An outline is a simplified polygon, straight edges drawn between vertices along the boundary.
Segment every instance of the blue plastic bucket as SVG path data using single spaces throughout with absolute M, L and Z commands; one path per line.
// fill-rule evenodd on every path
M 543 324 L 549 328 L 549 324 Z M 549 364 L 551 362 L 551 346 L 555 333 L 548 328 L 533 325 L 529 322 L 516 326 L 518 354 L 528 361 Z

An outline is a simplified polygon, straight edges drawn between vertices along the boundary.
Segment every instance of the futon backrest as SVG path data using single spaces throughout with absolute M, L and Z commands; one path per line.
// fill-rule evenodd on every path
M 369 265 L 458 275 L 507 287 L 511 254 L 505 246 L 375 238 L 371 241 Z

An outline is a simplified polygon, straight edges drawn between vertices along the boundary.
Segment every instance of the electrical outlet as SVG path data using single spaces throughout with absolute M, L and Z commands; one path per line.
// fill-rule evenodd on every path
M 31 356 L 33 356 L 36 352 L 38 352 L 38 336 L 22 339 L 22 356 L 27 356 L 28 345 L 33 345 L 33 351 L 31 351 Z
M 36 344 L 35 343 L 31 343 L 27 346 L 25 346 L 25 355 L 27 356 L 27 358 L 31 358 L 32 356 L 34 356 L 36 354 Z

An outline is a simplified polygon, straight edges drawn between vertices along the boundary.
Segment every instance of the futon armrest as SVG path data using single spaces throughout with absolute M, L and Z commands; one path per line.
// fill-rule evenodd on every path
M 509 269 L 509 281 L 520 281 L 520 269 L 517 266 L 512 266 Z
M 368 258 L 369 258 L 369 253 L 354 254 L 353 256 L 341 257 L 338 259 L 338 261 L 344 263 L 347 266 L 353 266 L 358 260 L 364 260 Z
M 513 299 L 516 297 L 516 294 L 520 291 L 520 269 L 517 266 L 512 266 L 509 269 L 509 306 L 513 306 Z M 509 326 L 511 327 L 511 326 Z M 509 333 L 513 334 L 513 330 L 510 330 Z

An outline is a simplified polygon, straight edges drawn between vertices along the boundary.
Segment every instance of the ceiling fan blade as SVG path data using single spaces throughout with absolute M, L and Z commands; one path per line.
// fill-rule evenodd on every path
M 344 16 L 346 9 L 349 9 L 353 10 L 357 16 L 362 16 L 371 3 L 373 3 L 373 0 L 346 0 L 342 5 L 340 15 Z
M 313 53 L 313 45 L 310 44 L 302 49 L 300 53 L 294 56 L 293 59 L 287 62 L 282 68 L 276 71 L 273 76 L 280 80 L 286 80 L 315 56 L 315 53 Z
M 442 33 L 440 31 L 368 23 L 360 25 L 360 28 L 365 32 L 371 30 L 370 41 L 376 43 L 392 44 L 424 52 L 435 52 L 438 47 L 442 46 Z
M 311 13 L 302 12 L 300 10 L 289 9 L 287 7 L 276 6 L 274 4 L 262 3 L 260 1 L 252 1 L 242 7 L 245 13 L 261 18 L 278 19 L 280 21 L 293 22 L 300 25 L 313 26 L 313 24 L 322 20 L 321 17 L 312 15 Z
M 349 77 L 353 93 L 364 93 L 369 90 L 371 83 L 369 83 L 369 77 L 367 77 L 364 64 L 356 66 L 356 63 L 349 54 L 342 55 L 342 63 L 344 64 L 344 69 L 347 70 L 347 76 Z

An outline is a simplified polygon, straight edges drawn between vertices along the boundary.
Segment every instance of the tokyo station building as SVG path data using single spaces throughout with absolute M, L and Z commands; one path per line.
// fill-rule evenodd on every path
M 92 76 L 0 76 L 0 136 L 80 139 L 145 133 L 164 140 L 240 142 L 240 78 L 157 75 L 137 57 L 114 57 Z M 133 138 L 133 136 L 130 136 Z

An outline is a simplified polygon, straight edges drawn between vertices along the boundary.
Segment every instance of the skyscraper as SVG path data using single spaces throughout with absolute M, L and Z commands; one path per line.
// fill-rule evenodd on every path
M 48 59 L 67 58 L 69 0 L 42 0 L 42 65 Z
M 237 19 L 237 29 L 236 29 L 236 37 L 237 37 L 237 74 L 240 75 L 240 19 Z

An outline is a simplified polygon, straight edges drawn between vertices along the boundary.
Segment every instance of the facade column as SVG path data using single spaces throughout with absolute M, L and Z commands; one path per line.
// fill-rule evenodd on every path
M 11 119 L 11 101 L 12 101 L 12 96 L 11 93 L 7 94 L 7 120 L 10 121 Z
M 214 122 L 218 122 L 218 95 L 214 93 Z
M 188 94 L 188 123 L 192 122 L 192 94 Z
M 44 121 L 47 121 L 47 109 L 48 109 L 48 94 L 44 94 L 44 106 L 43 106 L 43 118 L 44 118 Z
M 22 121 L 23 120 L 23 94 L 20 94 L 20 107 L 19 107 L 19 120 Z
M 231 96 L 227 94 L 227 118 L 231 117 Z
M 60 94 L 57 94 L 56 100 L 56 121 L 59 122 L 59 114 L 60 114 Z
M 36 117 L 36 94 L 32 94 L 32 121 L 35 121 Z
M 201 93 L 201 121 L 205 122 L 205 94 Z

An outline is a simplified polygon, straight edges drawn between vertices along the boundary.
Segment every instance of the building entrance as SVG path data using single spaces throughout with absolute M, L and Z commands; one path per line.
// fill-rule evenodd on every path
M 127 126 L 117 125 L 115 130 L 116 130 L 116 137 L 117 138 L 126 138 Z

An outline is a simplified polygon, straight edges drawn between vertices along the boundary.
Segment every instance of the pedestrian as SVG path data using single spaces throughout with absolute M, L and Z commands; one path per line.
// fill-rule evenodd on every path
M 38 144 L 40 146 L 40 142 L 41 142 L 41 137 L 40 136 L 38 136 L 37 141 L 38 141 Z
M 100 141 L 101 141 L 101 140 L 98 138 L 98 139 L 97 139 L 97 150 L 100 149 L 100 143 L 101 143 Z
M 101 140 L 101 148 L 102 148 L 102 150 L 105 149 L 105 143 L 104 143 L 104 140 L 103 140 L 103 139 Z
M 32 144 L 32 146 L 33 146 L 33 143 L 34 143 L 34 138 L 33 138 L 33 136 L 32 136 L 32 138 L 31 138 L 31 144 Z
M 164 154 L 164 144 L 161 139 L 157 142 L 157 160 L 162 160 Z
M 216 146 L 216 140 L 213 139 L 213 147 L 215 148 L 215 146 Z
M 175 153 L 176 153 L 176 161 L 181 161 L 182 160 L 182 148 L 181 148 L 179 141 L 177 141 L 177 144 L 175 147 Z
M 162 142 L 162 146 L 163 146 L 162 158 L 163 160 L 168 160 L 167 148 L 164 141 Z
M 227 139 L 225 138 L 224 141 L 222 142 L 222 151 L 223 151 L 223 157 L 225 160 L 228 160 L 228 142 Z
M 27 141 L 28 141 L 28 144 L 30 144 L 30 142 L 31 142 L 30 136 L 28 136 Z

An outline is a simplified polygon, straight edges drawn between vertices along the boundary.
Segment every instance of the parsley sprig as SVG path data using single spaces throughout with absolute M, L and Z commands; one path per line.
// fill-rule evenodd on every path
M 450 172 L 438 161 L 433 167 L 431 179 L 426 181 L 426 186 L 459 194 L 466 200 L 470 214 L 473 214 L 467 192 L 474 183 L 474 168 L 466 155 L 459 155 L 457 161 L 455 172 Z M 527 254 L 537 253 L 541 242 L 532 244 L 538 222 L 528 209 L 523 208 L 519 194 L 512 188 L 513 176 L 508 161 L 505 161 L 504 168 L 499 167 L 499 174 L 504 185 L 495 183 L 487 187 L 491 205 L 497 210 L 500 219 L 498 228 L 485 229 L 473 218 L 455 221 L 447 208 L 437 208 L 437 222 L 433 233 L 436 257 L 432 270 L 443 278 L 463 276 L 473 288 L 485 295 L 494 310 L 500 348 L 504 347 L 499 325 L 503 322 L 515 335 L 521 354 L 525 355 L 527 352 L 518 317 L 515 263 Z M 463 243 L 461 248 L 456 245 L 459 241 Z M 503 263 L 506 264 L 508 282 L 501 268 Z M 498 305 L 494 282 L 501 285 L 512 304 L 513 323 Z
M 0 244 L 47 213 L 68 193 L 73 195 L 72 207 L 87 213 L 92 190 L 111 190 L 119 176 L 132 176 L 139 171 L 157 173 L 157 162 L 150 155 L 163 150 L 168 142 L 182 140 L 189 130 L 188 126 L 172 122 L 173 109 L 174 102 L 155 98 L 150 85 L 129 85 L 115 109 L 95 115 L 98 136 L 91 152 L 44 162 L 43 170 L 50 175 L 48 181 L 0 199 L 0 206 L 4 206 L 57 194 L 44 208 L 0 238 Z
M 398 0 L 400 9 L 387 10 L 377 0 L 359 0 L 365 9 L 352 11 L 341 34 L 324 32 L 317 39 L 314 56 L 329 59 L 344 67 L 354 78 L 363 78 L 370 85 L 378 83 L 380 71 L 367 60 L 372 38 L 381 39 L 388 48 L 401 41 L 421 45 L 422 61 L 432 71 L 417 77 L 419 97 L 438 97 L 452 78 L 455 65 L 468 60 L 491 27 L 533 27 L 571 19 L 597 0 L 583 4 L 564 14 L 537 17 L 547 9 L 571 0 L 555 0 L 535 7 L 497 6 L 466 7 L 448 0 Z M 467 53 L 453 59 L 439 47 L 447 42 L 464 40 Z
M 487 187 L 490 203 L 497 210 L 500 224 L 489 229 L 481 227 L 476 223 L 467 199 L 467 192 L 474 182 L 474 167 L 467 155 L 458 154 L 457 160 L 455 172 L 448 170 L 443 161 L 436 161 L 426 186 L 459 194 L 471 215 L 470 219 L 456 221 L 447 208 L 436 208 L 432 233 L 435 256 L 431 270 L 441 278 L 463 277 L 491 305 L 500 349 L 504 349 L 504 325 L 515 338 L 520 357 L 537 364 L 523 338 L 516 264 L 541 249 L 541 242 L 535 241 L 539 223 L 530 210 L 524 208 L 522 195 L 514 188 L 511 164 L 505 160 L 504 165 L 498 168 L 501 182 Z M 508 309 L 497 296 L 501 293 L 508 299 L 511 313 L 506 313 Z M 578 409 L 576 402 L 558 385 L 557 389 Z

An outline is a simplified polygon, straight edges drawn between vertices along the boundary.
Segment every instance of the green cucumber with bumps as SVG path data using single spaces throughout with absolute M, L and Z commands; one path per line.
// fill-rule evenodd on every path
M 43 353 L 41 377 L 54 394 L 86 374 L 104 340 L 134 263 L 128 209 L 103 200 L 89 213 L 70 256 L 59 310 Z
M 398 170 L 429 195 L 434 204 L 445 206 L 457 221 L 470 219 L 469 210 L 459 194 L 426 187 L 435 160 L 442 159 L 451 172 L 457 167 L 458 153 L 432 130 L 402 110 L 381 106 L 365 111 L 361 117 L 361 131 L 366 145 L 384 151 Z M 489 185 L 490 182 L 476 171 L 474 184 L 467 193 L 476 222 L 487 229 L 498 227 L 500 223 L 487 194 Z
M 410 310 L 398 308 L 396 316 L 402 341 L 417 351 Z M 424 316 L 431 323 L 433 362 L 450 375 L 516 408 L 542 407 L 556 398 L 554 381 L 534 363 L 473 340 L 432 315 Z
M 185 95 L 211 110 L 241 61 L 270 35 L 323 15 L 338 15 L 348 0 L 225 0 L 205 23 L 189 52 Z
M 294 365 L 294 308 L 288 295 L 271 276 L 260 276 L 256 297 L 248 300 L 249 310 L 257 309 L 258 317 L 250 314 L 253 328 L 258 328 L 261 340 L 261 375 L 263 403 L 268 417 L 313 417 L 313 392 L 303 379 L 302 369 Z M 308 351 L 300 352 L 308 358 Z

══════════════════════════════

* **WORK ORDER**
Only the lines from the beginning of the material to the line containing "Segment every instance of the blue" should be echoed, verbatim and in full.

* **THE COMPLETED TASK**
An outline is a simplified polygon, straight edges drawn between vertices along the boundary.
Segment every instance of the blue plastic bucket as SVG path data using single spaces throughout with absolute M, L and Z commands; one path per line.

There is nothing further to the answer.